**WHAT TO PRODUCE**
Print again, word for word, all of the records below, and leave the pictures out.

**RECORDS SHOWN**
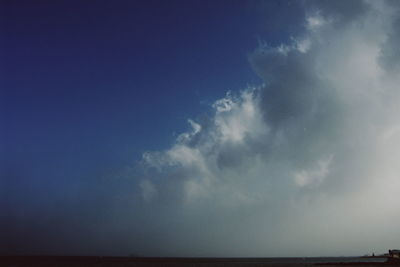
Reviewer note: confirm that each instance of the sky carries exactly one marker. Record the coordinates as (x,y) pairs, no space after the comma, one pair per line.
(199,128)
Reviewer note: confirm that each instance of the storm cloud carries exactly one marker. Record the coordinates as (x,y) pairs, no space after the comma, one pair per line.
(306,163)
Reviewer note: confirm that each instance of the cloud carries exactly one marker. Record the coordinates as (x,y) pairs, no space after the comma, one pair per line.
(306,162)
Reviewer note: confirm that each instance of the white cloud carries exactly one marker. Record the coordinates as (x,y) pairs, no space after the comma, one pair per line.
(310,157)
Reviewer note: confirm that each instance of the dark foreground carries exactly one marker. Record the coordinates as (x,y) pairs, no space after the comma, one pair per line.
(25,261)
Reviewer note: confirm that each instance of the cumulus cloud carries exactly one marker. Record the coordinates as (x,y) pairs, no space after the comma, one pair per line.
(305,164)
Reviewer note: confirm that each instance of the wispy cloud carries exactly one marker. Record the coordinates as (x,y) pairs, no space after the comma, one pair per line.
(307,162)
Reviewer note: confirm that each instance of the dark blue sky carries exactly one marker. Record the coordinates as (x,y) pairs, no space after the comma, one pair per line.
(88,86)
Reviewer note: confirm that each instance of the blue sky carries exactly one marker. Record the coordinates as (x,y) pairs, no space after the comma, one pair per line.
(95,137)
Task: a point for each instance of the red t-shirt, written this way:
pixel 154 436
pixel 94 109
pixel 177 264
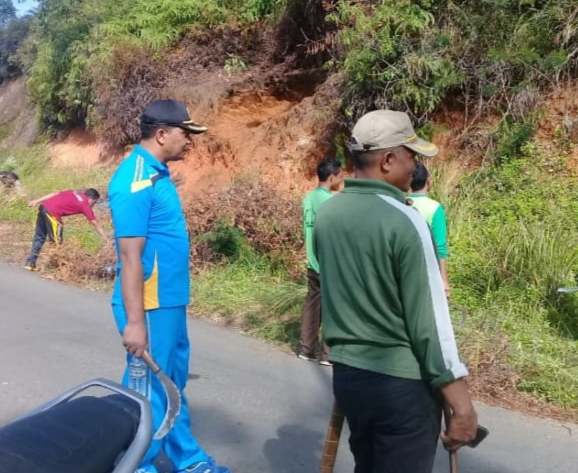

**EXPECTED ANSWER**
Reviewer note: confirm that each instance of the sky carries exactly one marker. Record the coordinates as (x,y) pairs, no space after the comma, one pair per line.
(199,128)
Reviewer note: confirm that each instance of the storm cloud carries exactly one marker. Record the coordinates as (x,y) pairs, no space after the comma, one pair per line.
(306,163)
Reviewer note: confirm that each instance of the cloud carries exactly one marker. Record the coordinates as (x,y) pairs, no space after the comma, one pair per line.
(306,162)
Reviewer note: confirm that each instance of the white cloud carries exactly one marker. Record the coordinates as (x,y) pairs, no space after the comma, one pair per line.
(310,157)
Reviewer note: confirm that each instance of the dark foreground carries exactly one marker. Record the coordinates as (x,y) pairs, no space after the comma, one pair per line.
(25,261)
Reviewer note: confirm that each instance of the cumulus cloud carries exactly one marker. Record the coordinates as (x,y) pairs, no space after the comma, one pair per line.
(305,164)
Reviewer note: confirm that each instance of the wispy cloud carries exactly one marker. Record the coordinates as (x,y) pairs, no space after the comma, one pair per line.
(307,162)
Reviewer note: confirm that each instance of the dark blue sky carries exactly one marker. Record the coordinates as (x,y) pairs, no space after the comma, one pair per line.
(88,86)
Reviewer note: confirm that each instance of the blue sky carries exactly one marker. Record the coordinates as (x,y) pairs, no space after the comma, one pair per line.
(95,137)
Task: a point for each instance of the red t-shirt, written this way:
pixel 154 436
pixel 94 109
pixel 177 264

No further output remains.